**PROMPT 1**
Transcribe the part of the interview about the book of speeches that starts at the words "So rather than" and stops after the words "the first time.".
**PROMPT 2**
For each statement, decide whether the interview about the book of speeches supports it, answering yes or no and quoting the words that decide it: (a) René Viviani of France was the first foreign leader to speak in Canada's House of Commons, in 1917. (b) The idea for the book came while Boyer watched Nelson Mandela give an address. (c) The book was printed and bound outside Canada.

**PASSAGE FOR REVIEW**

»»

Abdulmalik Merchant: This book is uniquely Canadian because you are a Canadian and the book has also been printed and bound in Canada. You must be truly proud of it.

J. Patrick Boyer: You’re right. I am proud, for my country, having created this unique book.

During my years as a member of Canada’s House of Commons, a dozen world leaders delivered major addresses. Pérez de Cuéllar of the United Nations, Prime Minister Nakasone of Japan, President Reagan of the U.S., President Mitterrand of France, Queen Beatrix of The Netherlands, Chancellor Kohl of Germany, Prime Minister Thatcher of the U.K., President Herzog of Israel, King Hussein of Jordan, Nelson Mandela of South Africa, President Salinas of Mexico, and President Yeltsin of Russia. That was an imposing, impressive parade of players on the international scene.

Each was at the height of his or her power, advancing major policies for the world, seeking Canadian support for sharing their vision. Their messages also offered snapshots of history in the making. Indeed, the influence they had on political Ottawa made their speeches intrinsic to Canada’s evolution in world affairs. This is clear when you read what they said over an entire century in a dynamic world context.

So rather than see them fade away, I decided to gather and publish all such speeches in a single collective work. That, too, makes Foreign Voices in the House “uniquely Canadian.” All addresses by world leaders to Canadian parliamentarians over the last century are now available in one book for the first time.

Merchant: When did the idea first occur to you to gather the speeches and publish them in a book form?

Boyer: The idea came when I was witnessing, at close range, U.S. President Ronald Reagan deliver a masterful performance. So there is an exact answer to your question – April 6, 1987….That’s a long stretch to be working on a book, isn’t it? But the explanation is that the further back I went, the more speeches I kept finding! And meanwhile, coming forward in time, fifteen more leaders – including His Highness the Aga Khan in 2014 – arrived in Ottawa to speak from Canada’s most prestigious podium. So the list kept growing, at both ends.

Yet even though the project kept expanding, I decided 2017 was an ideal year to publish Foreign Voices. It’s a full century since René Viviani of France in 1917 became the first foreign leader to speak in our House of Commons. And in 2017 Canadians reflected on 150 years of Confederation and what has taken to make us the people we are. And as you already realize, Abdulmalik, Foreign Voices in the House documents that journey the way nothing else can.

“Given the state of world affairs today, [the Aga Khan’s]….address is one of the most important of all speeches delivered to the audience of Canadian parliamentarians over the last hundred years.”

««

[Stored data]
»»

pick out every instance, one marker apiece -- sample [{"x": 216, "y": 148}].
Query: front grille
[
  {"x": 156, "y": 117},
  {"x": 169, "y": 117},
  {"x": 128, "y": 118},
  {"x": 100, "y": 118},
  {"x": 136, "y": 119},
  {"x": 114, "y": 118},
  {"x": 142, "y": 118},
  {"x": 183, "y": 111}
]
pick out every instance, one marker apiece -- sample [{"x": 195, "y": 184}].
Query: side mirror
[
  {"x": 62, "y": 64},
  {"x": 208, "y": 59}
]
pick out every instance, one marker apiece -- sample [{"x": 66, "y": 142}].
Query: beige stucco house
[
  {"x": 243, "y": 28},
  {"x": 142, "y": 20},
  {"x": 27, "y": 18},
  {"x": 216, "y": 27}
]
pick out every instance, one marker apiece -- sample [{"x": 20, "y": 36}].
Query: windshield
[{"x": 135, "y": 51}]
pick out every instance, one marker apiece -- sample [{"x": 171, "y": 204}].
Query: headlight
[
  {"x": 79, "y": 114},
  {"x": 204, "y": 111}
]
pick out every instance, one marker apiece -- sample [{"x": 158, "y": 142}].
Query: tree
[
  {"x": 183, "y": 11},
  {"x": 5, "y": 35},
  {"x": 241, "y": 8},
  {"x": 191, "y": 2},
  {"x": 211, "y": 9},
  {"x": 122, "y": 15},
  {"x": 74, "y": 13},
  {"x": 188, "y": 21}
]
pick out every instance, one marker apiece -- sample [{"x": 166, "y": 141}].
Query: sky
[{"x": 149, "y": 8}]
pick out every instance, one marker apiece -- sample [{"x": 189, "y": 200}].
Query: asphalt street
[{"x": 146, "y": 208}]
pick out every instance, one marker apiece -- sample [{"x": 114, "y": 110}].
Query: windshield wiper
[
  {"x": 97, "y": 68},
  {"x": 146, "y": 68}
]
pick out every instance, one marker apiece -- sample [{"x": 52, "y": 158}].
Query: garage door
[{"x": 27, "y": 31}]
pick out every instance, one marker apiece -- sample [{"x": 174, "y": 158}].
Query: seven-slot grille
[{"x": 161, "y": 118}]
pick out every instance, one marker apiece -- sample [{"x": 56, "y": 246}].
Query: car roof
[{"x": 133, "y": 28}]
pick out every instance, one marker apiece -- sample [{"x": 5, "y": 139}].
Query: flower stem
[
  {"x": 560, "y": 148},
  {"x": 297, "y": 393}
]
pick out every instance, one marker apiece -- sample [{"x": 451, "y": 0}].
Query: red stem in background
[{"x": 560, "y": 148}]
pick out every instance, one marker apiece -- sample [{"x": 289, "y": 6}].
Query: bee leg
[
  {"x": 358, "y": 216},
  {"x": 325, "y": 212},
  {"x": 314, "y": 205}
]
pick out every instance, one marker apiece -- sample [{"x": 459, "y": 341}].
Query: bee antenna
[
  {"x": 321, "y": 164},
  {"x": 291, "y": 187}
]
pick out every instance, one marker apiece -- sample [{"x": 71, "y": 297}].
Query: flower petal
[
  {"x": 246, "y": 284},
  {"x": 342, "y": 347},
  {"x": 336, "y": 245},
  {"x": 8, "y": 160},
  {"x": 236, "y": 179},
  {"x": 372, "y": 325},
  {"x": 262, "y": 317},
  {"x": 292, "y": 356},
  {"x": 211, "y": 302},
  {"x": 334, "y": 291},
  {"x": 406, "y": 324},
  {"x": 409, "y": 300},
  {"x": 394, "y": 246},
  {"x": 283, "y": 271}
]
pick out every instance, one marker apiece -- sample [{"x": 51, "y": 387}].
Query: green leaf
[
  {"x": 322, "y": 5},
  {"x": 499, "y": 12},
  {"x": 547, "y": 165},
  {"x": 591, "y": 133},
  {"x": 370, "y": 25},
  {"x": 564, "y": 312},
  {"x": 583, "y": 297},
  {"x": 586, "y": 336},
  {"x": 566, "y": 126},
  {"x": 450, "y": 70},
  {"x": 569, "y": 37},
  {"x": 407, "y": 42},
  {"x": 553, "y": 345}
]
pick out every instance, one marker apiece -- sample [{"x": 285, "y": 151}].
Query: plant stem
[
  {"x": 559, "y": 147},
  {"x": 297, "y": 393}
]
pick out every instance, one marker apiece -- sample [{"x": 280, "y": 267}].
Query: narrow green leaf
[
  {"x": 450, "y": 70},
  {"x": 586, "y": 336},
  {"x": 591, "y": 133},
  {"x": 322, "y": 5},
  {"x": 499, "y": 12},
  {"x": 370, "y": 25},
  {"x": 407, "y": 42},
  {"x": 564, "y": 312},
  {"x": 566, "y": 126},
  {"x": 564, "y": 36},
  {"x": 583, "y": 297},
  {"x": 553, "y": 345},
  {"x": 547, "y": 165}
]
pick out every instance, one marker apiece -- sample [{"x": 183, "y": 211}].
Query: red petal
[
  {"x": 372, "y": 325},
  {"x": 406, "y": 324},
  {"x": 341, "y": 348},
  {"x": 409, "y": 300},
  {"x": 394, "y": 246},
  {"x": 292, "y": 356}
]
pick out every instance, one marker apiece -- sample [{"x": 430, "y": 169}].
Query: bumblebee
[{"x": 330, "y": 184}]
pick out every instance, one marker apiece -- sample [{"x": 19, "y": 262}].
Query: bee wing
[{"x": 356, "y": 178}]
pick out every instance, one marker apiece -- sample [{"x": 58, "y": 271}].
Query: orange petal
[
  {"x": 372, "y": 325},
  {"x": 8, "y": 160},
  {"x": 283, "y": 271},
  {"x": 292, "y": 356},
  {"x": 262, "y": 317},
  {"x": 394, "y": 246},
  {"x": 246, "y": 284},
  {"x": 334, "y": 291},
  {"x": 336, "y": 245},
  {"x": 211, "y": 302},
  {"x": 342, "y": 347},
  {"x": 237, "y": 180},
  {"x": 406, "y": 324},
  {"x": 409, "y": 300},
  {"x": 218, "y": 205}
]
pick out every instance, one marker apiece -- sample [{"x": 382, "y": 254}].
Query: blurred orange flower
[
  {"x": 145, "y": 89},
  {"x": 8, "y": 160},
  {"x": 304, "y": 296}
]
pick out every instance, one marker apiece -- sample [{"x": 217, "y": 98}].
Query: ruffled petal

««

**EXERCISE RESPONSE 1**
So rather than see them fade away, I decided to gather and publish all such speeches in a single collective work. That, too, makes Foreign Voices in the House “uniquely Canadian.” All addresses by world leaders to Canadian parliamentarians over the last century are now available in one book for the first time.

**EXERCISE RESPONSE 2**
(a) Yes: "It’s a full century since René Viviani of France in 1917 became the first foreign leader to speak in our House of Commons."
(b) No: "The idea came when I was witnessing, at close range, U.S. President Ronald Reagan deliver a masterful performance."
(c) No: "the book has also been printed and bound in Canada."